Extrait fourni
Ne cherchez pas les avions aussi mythiques que lui dans l’histoire de l’aviation militaire, voire même de l’aviation tout court, ils se comptent sur les doigts d’une seule main. Le Lockheed U-2 est aujourd’hui encore un des jets les plus fabuleux qu’il soit, alors même qu’il vola pour la première fois le lundi 1er août 1955. Le plus beau dans son histoire c’est qu’il est toujours opérationnel au sein du 9th Reconnaissance Wing de l’US Air Force. Avec lui c’est 70 ans à 70 000 pieds, son altitude de croisière.

Données fournies
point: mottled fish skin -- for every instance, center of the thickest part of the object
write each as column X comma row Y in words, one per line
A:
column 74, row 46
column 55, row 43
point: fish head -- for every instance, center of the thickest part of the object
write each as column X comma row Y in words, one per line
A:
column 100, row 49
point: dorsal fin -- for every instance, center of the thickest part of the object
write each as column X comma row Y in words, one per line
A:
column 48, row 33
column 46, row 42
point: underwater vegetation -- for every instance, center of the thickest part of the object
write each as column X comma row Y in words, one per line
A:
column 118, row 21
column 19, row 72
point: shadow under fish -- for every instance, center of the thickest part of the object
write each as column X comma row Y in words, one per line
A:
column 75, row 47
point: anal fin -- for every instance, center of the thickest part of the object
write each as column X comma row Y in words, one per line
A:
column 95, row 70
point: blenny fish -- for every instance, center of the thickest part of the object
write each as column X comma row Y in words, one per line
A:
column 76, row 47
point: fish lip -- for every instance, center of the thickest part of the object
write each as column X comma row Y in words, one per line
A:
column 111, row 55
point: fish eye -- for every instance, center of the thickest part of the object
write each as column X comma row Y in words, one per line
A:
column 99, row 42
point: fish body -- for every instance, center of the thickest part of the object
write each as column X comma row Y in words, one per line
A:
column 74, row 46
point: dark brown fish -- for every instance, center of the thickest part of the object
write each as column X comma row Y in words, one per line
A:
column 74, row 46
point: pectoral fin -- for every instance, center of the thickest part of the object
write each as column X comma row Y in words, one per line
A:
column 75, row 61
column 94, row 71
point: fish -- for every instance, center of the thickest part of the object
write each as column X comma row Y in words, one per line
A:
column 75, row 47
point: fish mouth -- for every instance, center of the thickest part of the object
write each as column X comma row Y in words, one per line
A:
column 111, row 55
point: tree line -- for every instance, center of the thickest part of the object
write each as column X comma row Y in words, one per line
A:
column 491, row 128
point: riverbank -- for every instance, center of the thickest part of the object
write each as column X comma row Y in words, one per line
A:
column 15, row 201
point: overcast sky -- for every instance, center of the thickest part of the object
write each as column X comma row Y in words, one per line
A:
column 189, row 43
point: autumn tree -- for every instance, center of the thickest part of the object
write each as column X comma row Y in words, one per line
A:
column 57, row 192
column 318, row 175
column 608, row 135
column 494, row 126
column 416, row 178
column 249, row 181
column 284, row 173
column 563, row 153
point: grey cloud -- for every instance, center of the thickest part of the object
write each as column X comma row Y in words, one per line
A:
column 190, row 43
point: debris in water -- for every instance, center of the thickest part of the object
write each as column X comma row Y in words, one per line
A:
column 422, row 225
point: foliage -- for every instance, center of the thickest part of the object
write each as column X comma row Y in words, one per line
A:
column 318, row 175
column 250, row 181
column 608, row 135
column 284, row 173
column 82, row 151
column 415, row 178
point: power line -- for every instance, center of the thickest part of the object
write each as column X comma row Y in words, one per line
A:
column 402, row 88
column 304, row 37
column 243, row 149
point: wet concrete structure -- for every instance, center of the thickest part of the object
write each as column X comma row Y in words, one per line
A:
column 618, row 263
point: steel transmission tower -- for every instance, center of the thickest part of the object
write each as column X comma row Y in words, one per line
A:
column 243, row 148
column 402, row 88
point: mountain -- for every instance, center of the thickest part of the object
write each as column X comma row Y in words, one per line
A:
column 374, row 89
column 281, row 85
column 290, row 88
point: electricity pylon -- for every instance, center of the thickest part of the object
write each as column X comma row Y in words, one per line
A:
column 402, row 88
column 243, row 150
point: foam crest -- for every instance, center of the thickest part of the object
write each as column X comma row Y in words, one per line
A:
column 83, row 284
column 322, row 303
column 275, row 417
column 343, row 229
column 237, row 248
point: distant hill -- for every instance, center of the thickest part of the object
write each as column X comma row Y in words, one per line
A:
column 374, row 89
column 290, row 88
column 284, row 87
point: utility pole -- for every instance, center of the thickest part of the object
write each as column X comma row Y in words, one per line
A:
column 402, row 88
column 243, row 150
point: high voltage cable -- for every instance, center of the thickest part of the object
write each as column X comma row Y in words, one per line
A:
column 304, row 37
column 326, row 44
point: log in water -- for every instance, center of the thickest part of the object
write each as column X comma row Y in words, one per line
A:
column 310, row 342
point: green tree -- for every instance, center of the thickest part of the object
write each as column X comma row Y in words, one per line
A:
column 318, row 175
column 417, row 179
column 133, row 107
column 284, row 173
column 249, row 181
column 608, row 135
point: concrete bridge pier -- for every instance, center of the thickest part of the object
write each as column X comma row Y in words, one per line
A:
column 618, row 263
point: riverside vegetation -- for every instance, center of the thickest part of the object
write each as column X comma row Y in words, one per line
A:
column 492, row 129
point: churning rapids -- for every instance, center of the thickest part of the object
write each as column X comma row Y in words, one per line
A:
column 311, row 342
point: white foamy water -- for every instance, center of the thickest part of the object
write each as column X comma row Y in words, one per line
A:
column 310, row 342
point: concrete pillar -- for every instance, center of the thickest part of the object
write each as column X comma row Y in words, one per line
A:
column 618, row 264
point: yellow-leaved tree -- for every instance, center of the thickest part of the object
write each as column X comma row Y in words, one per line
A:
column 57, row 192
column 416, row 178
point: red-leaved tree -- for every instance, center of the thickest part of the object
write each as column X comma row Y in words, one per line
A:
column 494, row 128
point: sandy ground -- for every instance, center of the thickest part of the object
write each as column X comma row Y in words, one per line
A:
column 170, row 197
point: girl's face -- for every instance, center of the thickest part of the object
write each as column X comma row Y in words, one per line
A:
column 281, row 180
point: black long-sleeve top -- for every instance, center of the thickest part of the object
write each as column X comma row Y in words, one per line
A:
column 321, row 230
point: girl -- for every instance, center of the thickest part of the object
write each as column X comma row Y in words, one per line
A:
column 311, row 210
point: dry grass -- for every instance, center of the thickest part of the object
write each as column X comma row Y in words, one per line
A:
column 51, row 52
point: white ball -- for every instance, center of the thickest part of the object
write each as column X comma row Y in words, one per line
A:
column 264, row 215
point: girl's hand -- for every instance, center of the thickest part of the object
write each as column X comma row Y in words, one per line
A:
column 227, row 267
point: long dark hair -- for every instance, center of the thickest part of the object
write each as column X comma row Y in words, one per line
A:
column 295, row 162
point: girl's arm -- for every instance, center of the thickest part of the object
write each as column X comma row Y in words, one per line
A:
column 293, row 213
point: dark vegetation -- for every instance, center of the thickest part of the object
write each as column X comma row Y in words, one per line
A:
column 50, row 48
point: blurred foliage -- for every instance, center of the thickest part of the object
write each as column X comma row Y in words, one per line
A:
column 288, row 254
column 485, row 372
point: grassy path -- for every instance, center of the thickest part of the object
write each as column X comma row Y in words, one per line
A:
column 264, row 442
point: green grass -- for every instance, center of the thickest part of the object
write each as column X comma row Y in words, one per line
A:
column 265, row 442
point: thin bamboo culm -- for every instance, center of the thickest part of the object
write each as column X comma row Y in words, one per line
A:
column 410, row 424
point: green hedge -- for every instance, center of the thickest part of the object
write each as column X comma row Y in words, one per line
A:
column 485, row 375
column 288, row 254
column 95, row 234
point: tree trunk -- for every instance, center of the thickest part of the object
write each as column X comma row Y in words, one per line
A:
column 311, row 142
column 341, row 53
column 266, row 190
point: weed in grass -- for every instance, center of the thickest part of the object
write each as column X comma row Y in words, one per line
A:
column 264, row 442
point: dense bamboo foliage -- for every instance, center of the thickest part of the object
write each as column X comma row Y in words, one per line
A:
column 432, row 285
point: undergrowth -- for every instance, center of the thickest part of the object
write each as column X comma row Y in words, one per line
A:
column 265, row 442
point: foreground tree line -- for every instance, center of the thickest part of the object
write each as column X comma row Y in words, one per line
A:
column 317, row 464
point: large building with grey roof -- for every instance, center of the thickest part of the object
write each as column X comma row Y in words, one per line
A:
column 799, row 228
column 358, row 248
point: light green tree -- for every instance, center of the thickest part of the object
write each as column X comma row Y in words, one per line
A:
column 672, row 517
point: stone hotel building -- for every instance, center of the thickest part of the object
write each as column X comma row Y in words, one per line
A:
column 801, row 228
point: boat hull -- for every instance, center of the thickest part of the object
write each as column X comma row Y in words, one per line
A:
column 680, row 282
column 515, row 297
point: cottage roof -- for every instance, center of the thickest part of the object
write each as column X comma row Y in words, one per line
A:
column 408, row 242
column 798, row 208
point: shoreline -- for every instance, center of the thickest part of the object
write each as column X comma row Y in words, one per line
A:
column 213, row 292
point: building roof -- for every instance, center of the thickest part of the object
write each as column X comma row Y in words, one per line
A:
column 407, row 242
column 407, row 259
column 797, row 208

Consigne écrite A
Résumez l'extrait fourni sur le Lockheed U-2 en deux phrases.
Consigne écrite B
Répondez brièvement à ces questions à partir de l'extrait fourni :
(i) À quelle date le Lockheed U-2 a-t-il volé pour la première fois ?
(ii) Au sein de quelle unité est-il toujours opérationnel ?
(iii) Quelle est son altitude de croisière ?

Réponse attendue A
Le Lockheed U-2, qui a volé pour la première fois le lundi 1er août 1955, compte parmi les rares avions aussi mythiques de l'histoire de l'aviation et reste l'un des jets les plus fabuleux. Il est toujours opérationnel au sein du 9th Reconnaissance Wing de l'US Air Force, avec une altitude de croisière de 70 000 pieds.

Réponse attendue B
(i) Le lundi 1er août 1955.
(ii) Au sein du 9th Reconnaissance Wing de l'US Air Force.
(iii) 70 000 pieds.